__STATED TASK__
Omit all pictures and give the records below again exactly as written.

__MATERIAL SUPPLIED__

══════════

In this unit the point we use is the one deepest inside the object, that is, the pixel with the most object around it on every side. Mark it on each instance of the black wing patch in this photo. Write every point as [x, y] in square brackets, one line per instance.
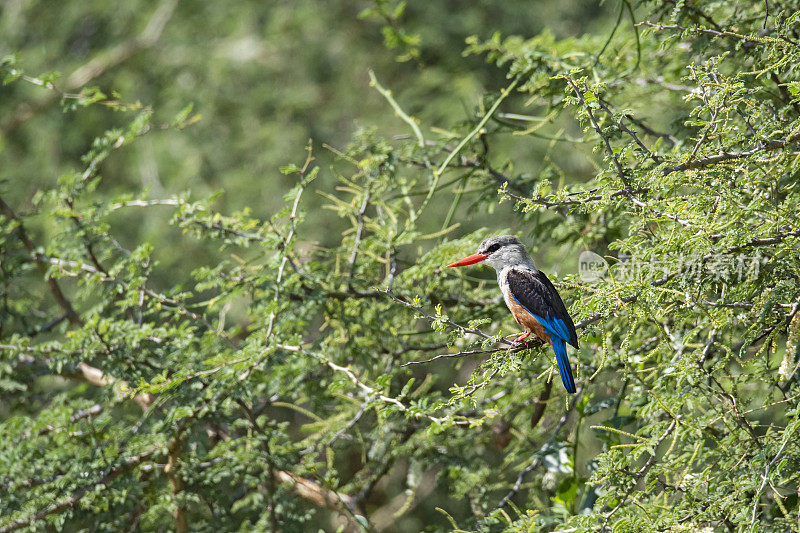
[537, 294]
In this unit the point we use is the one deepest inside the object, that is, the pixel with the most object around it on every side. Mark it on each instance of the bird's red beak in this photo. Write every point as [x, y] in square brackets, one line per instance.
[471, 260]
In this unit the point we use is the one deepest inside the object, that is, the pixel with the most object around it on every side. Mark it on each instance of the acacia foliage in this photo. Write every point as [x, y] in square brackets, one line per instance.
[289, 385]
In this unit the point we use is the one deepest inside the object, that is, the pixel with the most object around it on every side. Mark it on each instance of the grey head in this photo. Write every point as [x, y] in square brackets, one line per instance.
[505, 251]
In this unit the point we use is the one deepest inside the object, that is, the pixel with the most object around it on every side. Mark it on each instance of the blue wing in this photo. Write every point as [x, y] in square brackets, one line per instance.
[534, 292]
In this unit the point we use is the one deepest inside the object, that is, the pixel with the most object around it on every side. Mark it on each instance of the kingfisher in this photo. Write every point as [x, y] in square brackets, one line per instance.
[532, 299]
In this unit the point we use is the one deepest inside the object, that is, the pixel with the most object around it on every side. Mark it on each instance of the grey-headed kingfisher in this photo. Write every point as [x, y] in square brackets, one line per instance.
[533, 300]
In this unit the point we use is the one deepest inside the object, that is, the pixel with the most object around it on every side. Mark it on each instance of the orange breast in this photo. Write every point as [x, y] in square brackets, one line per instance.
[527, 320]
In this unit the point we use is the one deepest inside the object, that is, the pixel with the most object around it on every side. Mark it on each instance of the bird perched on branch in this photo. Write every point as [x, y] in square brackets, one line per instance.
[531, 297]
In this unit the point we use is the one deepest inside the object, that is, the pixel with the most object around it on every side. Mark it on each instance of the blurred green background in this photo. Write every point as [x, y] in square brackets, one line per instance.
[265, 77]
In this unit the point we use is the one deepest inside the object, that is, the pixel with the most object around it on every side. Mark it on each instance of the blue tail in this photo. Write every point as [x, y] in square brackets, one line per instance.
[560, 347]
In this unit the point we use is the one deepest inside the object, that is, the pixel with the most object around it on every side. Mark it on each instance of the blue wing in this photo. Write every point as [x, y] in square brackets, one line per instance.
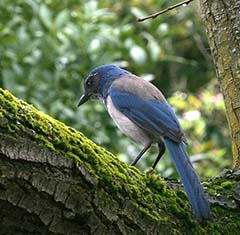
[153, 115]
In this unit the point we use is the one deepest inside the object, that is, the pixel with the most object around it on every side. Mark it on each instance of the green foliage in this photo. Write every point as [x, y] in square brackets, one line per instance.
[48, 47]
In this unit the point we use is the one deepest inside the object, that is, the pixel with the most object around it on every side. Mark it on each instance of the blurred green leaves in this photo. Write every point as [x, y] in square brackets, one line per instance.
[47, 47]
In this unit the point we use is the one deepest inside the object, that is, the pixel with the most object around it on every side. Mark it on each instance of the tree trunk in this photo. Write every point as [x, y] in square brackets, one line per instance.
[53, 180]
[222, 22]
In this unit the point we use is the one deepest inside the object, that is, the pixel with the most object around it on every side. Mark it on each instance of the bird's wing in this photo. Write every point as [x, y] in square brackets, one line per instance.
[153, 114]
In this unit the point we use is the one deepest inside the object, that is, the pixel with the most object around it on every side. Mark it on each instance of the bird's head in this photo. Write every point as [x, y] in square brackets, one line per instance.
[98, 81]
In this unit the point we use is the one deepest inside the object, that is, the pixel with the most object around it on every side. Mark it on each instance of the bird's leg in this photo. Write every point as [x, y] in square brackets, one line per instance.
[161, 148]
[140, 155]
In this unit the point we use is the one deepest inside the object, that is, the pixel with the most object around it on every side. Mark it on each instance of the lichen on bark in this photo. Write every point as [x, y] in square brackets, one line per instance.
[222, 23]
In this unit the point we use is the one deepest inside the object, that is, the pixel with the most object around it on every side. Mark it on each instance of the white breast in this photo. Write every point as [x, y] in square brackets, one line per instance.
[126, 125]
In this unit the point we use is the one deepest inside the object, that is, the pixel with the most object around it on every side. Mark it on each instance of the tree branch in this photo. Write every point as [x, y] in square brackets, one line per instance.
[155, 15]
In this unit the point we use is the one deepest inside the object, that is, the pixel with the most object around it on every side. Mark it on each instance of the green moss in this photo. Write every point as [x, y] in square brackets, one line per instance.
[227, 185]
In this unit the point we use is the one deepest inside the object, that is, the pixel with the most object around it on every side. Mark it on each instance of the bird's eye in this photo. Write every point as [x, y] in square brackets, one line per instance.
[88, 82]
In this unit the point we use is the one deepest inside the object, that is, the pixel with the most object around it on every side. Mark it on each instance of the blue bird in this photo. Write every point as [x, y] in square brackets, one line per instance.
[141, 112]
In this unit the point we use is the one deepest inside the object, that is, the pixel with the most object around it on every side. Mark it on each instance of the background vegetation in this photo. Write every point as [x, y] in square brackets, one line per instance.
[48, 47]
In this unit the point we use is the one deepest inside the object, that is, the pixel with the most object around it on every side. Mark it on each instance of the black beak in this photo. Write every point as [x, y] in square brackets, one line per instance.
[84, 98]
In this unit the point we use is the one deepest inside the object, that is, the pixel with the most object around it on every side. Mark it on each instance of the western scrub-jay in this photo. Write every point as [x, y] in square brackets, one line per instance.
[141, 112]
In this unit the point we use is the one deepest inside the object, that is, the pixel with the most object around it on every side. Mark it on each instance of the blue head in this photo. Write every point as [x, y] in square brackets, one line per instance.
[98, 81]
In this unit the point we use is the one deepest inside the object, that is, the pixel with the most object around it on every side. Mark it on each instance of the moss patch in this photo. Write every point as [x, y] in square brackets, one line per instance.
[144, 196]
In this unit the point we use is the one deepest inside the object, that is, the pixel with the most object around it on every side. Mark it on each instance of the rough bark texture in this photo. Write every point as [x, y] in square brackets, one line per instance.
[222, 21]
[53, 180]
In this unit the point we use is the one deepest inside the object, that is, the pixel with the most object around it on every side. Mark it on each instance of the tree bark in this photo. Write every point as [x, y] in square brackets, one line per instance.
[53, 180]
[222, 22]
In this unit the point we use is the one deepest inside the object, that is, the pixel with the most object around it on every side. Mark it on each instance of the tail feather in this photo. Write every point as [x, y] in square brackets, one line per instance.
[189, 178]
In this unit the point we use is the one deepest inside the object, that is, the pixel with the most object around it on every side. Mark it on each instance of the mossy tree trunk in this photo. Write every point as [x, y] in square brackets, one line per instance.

══════════

__RESPONSE TO THE EXERCISE__
In this unit the point we use is the one deepest inside the object, that is, the pixel with the most object around it on every side. Mark it on each instance of the black wing patch in this photo. Write every point as [x, y] in square brackets, one line per instance.
[537, 294]
In this unit the point we use is the one deepest inside the object, that is, the pixel with the most object around it on every side. Mark it on each instance of the bird's red beak in this photo. Write every point as [x, y] in square brackets, one line per instance.
[471, 260]
In this unit the point we use is the one deepest inside the object, that is, the pixel with the most object around it on every side. Mark it on each instance of the acacia foliage in this photo. Write every point as [x, y] in square brackets, one line per instance.
[289, 385]
In this unit the point we use is the one deepest inside the object, that is, the pixel with the most object around it on every side. Mark it on each instance of the grey head in this photo. Write every point as [x, y] in square brackets, one line per instance.
[505, 251]
In this unit the point we use is the one deepest inside the object, that is, the pixel with the most object around it on every side. Mark it on each instance of the blue wing in this photo. Write every point as [x, y] in square brackets, one line per instance.
[534, 292]
In this unit the point we use is the one deepest inside the object, that is, the pixel with the most object around it on every side. Mark it on each instance of the kingfisher in this photo. Write every point as [x, y] in square brackets, one line per instance.
[532, 299]
In this unit the point we use is the one deepest inside the object, that is, the pixel with the most object around it on every side. Mark it on each instance of the grey-headed kingfisher in this photo. Write every point as [x, y] in square brackets, one line per instance.
[533, 300]
In this unit the point we use is the one deepest inside the object, that is, the pixel with the most object around it on every side. Mark it on each instance of the orange breast in this photo. Write every point as [x, y] in square brackets, one line per instance.
[527, 320]
In this unit the point we use is the one deepest inside the object, that is, the pixel with the most object around it on every side. Mark it on each instance of the bird perched on branch in this photo. Write every point as [x, y] in square brackets, one line per instance.
[531, 297]
In this unit the point we use is the one deepest inside the object, that is, the pixel with the most object around it on every side. Mark it on each instance of the blurred green background in this photo. Write every point as [x, y] in square brackets, one line per instance.
[265, 77]
In this unit the point we use is the one deepest inside the object, that is, the pixel with the most object around it on every side. Mark it on each instance of the blue tail in this photo. Write every point as [x, y] in square brackets, one line per instance.
[560, 347]
In this unit the point we use is the one deepest inside the object, that is, the pixel with the most object around it on every side. Mark it on each instance of the blue wing in this photo. Write every point as [x, y] in square brackets, one line per instance.
[153, 115]
In this unit the point we use is the one deepest inside the object, that is, the pixel with the most object around it on every side. Mark it on each instance of the green foliage in this photo. Write every point as [x, y] in square brackets, one line per instance.
[48, 47]
In this unit the point we use is the one deepest inside the object, that is, the pixel with the most object around it on every side. Mark it on each instance of the blurred green leaves in this photo. Write every point as [x, y] in square brackets, one line per instance.
[47, 47]
In this unit the point we use is the one deepest inside the object, that is, the pixel with the most object around it on every side. Mark it on each instance of the tree trunk in this photo. Write every point as [x, y] in square brackets, one line per instance.
[53, 180]
[222, 22]
In this unit the point we use is the one deepest inside the object, that is, the pixel with the most object around it on every side. Mark it on each instance of the bird's wing in this photo. Write every point as [x, y] in square brackets, one line per instance.
[153, 114]
In this unit the point we use is the one deepest inside the object, that is, the pixel with the most object around it on every side. Mark it on each instance of the bird's head in this photo. Write every point as [x, y] in square brackets, one line per instance.
[98, 81]
In this unit the point we use is the one deepest inside the object, that is, the pixel with the most object around it on every side. Mark it on each instance of the bird's leg in this photo. Write every point as [x, y] in square brackets, one line per instance.
[161, 148]
[140, 155]
In this unit the point we use is the one deepest inside the object, that is, the pixel with the most object around it on every side. Mark it on each instance of the lichen on bark in this photo. Write every point as [x, y] in square brackets, one line per instance.
[222, 23]
In this unit the point we use is the one deepest inside the object, that is, the pixel with the most object around it on every side. Mark it on each instance of the white breast in this photo. Write every point as [x, y] in square brackets, one line per instance.
[126, 125]
In this unit the point we use is the one deepest inside the object, that is, the pixel with the most object around it on every side. Mark it on each instance of the tree branch in this photo. Write every point as [x, y] in square brackets, one line per instance.
[155, 15]
In this unit the point we use is the one deepest inside the object, that is, the pixel with the most object around it on every side. Mark it on each instance of the green moss in this photo. Write every point as [x, y] in square brackets, one line per instance.
[227, 185]
In this unit the point we use is the one deepest inside the object, that is, the pixel with the most object around it on every side. Mark it on each instance of the bird's eye in this photo. Write every point as [x, y] in square brackets, one line per instance.
[88, 82]
In this unit the point we use is the one deepest inside the object, that is, the pixel with the most object around it on every side. Mark it on each instance of the blue bird in this photo. Write every point as [x, y] in square brackets, one line per instance.
[141, 112]
In this unit the point we use is the one deepest inside the object, that is, the pixel with the most object around it on every side. Mark it on each instance of the background vegetation in this photo. Write every point as [x, y] in square brackets, one line per instance.
[48, 47]
In this unit the point we use is the one deepest inside the object, that is, the pixel with the most object around it on every side. Mark it on each instance of the black beak in this photo. Write every point as [x, y] in square brackets, one line per instance.
[84, 98]
In this unit the point we use is the one deepest inside the object, that is, the pixel with the most object around it on every side. Mark it on each instance of the western scrub-jay in this photo. Write every point as [x, y] in square brackets, one line per instance.
[141, 112]
In this unit the point we use is the one deepest inside the object, that is, the pixel with the most object around it on every side. Mark it on each instance of the blue head in this photo. Write every point as [x, y] in square brackets, one line per instance.
[98, 81]
In this unit the point we use is the one deepest inside the object, that is, the pixel with the most object around it on every side. Mark it on each instance of the moss patch in this photo. Write every point as [x, y] in square brackets, one line per instance.
[144, 196]
In this unit the point we use is the one deepest inside the object, that is, the pixel with the most object around it on every side. Mark it on each instance of the rough bark texture in this photo. Write every point as [x, y] in square brackets, one line per instance.
[222, 21]
[53, 180]
In this unit the point we use is the one deepest inside the object, that is, the pixel with the most object around it on every side. Mark it on each instance of the tree bark in this photo. Write every point as [x, y] in square brackets, one line per instance.
[53, 180]
[222, 22]
In this unit the point we use is the one deepest inside the object, that is, the pixel with the most object around it on every side. Mark it on each instance of the tail feather in this photo. Write every point as [x, y] in square brackets, one line per instance.
[189, 178]
In this unit the point we use is the one deepest inside the object, that is, the pixel with the most object around it on every side. Mark it on each instance of the mossy tree trunk in this photo. Write every point as [x, y] in square brackets, one line per instance.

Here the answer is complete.